What you are asked to do » Below are entries to return in full. Keep each one exact.

━━━━━ Data for this task ━━━━━

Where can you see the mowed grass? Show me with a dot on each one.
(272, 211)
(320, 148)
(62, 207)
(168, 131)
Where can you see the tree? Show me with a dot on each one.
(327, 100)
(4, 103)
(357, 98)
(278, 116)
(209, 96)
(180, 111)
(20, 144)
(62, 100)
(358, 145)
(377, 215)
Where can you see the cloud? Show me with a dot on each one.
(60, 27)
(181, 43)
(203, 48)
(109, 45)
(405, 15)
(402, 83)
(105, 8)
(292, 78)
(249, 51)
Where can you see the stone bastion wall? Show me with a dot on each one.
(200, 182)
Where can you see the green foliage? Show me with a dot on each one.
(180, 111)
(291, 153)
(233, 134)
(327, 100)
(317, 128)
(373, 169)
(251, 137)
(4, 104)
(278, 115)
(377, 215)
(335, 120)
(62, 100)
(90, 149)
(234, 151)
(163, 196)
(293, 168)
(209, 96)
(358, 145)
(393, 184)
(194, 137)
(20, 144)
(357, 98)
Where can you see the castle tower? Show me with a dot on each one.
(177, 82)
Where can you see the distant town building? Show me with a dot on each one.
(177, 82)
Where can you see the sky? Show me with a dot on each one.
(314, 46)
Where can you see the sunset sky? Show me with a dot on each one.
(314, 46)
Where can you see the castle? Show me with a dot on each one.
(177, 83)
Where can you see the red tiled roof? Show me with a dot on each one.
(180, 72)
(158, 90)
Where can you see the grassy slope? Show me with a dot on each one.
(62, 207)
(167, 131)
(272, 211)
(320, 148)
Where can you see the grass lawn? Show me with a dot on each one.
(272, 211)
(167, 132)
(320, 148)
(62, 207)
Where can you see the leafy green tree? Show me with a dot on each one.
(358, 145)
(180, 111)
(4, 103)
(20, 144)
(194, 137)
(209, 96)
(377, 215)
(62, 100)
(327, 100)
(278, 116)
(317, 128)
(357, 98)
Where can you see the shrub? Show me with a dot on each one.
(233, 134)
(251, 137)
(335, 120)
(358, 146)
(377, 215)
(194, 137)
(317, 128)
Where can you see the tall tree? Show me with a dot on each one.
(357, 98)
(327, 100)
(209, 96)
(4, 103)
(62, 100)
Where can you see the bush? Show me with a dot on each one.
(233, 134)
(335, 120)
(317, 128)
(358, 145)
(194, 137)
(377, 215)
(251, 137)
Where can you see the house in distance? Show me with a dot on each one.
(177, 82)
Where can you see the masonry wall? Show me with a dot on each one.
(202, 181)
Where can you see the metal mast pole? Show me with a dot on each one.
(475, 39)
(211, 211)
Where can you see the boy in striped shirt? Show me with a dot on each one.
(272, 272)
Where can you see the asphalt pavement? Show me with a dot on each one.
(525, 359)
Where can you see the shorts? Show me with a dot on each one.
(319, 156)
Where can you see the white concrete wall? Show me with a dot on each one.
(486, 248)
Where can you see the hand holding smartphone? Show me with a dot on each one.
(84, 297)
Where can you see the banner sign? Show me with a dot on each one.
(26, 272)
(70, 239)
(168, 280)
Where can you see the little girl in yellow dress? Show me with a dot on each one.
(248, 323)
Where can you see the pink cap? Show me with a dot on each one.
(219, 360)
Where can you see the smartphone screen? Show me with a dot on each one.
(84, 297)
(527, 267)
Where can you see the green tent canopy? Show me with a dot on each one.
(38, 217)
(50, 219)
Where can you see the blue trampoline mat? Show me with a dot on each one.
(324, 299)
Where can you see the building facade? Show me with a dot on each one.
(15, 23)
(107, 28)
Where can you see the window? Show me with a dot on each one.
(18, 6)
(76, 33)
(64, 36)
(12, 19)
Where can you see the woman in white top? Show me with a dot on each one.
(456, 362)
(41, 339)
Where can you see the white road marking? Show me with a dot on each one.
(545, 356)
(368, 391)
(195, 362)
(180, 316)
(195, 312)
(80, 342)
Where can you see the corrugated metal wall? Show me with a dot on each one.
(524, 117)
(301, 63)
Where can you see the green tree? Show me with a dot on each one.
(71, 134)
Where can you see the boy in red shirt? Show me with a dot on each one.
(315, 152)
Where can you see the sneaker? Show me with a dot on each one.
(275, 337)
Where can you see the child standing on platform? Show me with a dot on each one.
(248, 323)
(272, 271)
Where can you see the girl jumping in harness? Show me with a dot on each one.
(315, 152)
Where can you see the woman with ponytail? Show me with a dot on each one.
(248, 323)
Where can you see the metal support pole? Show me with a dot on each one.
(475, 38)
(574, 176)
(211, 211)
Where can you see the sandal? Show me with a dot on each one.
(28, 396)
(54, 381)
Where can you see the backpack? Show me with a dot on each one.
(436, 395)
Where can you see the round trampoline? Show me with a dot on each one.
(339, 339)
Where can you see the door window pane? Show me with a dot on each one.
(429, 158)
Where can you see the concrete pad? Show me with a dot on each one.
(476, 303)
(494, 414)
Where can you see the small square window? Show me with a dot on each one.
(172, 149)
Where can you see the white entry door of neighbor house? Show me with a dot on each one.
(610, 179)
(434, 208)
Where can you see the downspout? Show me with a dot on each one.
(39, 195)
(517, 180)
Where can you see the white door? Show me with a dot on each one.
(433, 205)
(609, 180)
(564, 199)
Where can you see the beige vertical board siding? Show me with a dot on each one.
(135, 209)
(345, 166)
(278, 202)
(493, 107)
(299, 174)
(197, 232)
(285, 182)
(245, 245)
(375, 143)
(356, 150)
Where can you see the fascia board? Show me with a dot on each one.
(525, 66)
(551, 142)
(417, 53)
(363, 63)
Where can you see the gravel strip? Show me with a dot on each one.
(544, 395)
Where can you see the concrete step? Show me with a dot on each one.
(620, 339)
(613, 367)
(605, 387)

━━━━━

Result for this exercise »
Where can you see the mowed grass? Show me with a dot on each one.
(272, 211)
(320, 148)
(62, 207)
(168, 131)
Where can you see the tree? Show me with a dot on each one.
(327, 100)
(4, 103)
(357, 98)
(278, 116)
(209, 96)
(180, 111)
(20, 144)
(62, 100)
(358, 145)
(377, 215)
Where can you see the cloud? Show me with a dot on each one.
(60, 27)
(181, 43)
(203, 48)
(109, 45)
(405, 15)
(402, 83)
(105, 8)
(292, 78)
(249, 51)
Where can you see the stone bastion wall? Show me with a dot on each one.
(200, 182)
Where can you see the green foliage? Show me with a dot on each one.
(180, 111)
(291, 153)
(233, 134)
(327, 100)
(317, 128)
(373, 169)
(251, 137)
(4, 104)
(278, 115)
(377, 215)
(335, 120)
(62, 100)
(90, 149)
(234, 151)
(163, 196)
(293, 168)
(209, 96)
(358, 145)
(393, 184)
(194, 137)
(20, 144)
(357, 98)
Where can you see the castle tower? Show me with a dot on each one.
(177, 82)
Where can you see the distant town building? Show me with a dot on each one.
(177, 82)
Where can you see the sky? Show me with a dot on each one.
(314, 46)
Where can you see the sunset sky? Show me with a dot on each one.
(314, 46)
Where can you see the castle? Show me with a dot on each one.
(177, 83)
Where can you see the red tiled roof? Show me with a dot on each one.
(180, 72)
(158, 90)
Where can you see the grassy slope? Show me with a dot on each one.
(62, 207)
(167, 131)
(272, 211)
(320, 148)
Where can you see the grass lawn? Show me with a dot on each one.
(272, 211)
(167, 132)
(320, 148)
(62, 207)
Where can you see the leafy green tree? Show me with a dot on each one.
(358, 145)
(180, 111)
(4, 103)
(20, 144)
(194, 137)
(209, 96)
(377, 215)
(62, 100)
(327, 100)
(278, 116)
(317, 128)
(357, 98)
Where can you see the shrub? Show me with a dot on each one.
(233, 134)
(251, 137)
(335, 120)
(358, 146)
(377, 215)
(194, 137)
(317, 128)
Where can you see the tall tree? Show me with a dot on each one.
(357, 98)
(327, 100)
(209, 96)
(4, 103)
(62, 100)
Where can you see the bush? Show me with a dot on each one.
(233, 134)
(335, 120)
(317, 128)
(358, 145)
(194, 137)
(377, 215)
(251, 137)
Where can you see the house in distance? Show me with a dot on each one.
(177, 82)
Where can you see the masonry wall? Show me with a dot on each one.
(202, 181)
Where can you see the metal mast pole? Show me with a dot on each one.
(475, 39)
(211, 211)
Where can you see the boy in striped shirt? Show me with a dot on each one.
(272, 272)
Where can you see the asphalt pavement? Show me with a dot on each one.
(525, 359)
Where can you see the shorts? Show me with a dot on each one.
(319, 156)
Where can you see the white concrete wall? Show me with a dot on each one.
(486, 248)
Where can you see the hand holding smartphone? Show me with a dot on each one.
(84, 297)
Where can you see the banner sign? Show me with a dot on each one.
(26, 272)
(70, 239)
(168, 280)
Where can you see the little girl in yellow dress? Show me with a dot on each one.
(248, 323)
Where can you see the pink cap? Show me with a dot on each one.
(219, 360)
Where can you see the smartphone screen? Show me with a dot on each one.
(84, 297)
(527, 267)
Where can you see the green tent canopy? Show me with a dot on each one.
(38, 217)
(50, 219)
Where can you see the blue trampoline mat? Show me with a dot on each one.
(324, 299)
Where can you see the building facade? Show me with a dot on each one.
(15, 23)
(107, 28)
Where can you see the window? Show me with a dot on each one.
(18, 6)
(76, 33)
(64, 36)
(12, 19)
Where can you see the woman in white top? Show me with a dot on each one.
(456, 362)
(41, 339)
Where can you see the white road marking? Show me with a dot on each one.
(545, 356)
(368, 391)
(195, 362)
(180, 316)
(195, 312)
(80, 342)
Where can you see the corrugated metal wall? Show me with a dot on each one.
(524, 117)
(301, 63)
Where can you see the green tree? Show me with a dot on each one.
(71, 134)
Where can you see the boy in red shirt? Show me with a dot on each one.
(315, 152)
Where can you see the sneaker? Show me with a dot on each one.
(275, 337)
Where can you see the child standing on platform? Show me with a dot on each one.
(248, 323)
(272, 271)
Where can you see the girl jumping in harness? Show me with a dot on each one.
(315, 152)
Where can you see the woman with ponytail? Show me with a dot on each one.
(248, 323)
Where can you see the metal support pole? Show me with a dot on each one.
(475, 38)
(574, 176)
(211, 211)
Where can you see the sandal? Show me with a dot on each one.
(28, 396)
(54, 381)
Where can you see the backpack? Show me with a dot on each one.
(436, 395)
Where can you see the round trampoline? Show me with a dot on each one.
(339, 339)
Where can you see the door window pane? Show me with a dot on each one.
(429, 158)
Where can you see the concrete pad? Show me with a dot on each one.
(476, 303)
(494, 414)
Where can you see the small square window? Show me with a dot on each one.
(172, 149)
Where can you see the white entry door of neighbor house? Show me with a dot on each one.
(610, 179)
(434, 208)
Where can you see the downspout? Show me with a dot on each one.
(39, 195)
(517, 180)
Where can you see the white door? Show me with a dot on each one.
(433, 205)
(609, 180)
(564, 199)
Where can you see the beige vertical board siding? Show me with a dot on each one.
(135, 209)
(345, 166)
(278, 202)
(493, 107)
(299, 174)
(197, 232)
(285, 182)
(245, 245)
(375, 143)
(356, 150)
Where can you see the fascia board? Show me with a dot on each one.
(525, 66)
(551, 142)
(417, 53)
(363, 63)
Where can you see the gravel strip? Show me with a dot on each one.
(544, 395)
Where can you see the concrete step? Show me with a dot on each one.
(620, 339)
(613, 367)
(605, 387)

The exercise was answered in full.